• **GIVEN INSTRUCTION**
From the listing below, pull out every line that contains the string "ridge". Letter case must match.

>> begin

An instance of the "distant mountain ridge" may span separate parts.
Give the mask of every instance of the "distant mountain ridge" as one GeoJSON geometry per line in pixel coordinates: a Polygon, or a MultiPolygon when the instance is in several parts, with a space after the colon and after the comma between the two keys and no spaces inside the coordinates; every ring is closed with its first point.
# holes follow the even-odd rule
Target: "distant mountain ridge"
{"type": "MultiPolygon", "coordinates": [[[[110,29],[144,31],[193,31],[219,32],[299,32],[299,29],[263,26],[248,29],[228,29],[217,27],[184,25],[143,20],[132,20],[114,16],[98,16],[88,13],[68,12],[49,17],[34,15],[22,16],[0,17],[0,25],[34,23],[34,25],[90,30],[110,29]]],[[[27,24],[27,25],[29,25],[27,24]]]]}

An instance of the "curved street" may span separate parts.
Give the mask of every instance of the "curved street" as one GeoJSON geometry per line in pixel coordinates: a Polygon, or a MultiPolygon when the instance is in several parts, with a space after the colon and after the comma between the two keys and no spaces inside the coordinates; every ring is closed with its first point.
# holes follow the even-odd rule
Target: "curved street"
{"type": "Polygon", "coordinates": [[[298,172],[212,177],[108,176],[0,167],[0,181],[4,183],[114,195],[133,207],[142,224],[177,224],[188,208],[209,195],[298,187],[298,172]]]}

>> end

• **RESPONSE BELOW**
An instance of the "distant mountain ridge" may span separate parts.
Give the mask of every instance of the "distant mountain ridge" as one GeoJSON geometry per line in pixel coordinates: a Polygon, or a MultiPolygon when the instance is in several parts, with a space after the colon and after the comma between the two keys and no spaces inside the coordinates; every ring is closed with its first point.
Target: "distant mountain ridge"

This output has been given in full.